[BEGIN SOURCE RECORDS]
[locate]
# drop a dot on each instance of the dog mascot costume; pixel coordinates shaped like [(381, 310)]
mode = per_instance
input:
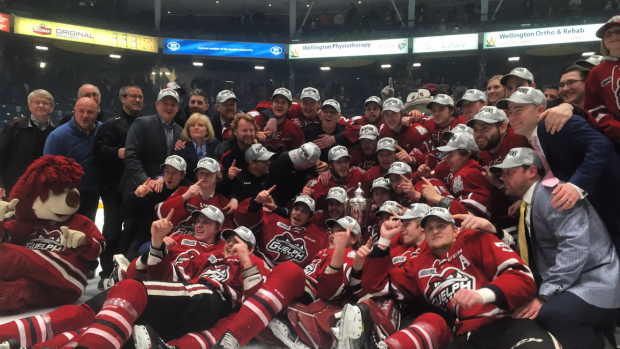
[(45, 251)]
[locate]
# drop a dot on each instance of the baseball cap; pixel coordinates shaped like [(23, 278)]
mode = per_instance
[END SOURCE RECORDS]
* [WHAT TO DO]: Please arrange all of the data above as a numbered list with one entry per line and no blank lines. Leave the pictures out of your answer.

* [SOLUTION]:
1. [locate]
2. # drop a dot on each instance of the dog mascot costume; pixel coordinates shaped like [(381, 310)]
3. mode = per_instance
4. input:
5. [(45, 251)]
6. [locate]
7. # drop a dot on each instance of the baseball cap; pixel coordinates shaped like [(23, 278)]
8. mode = per_instance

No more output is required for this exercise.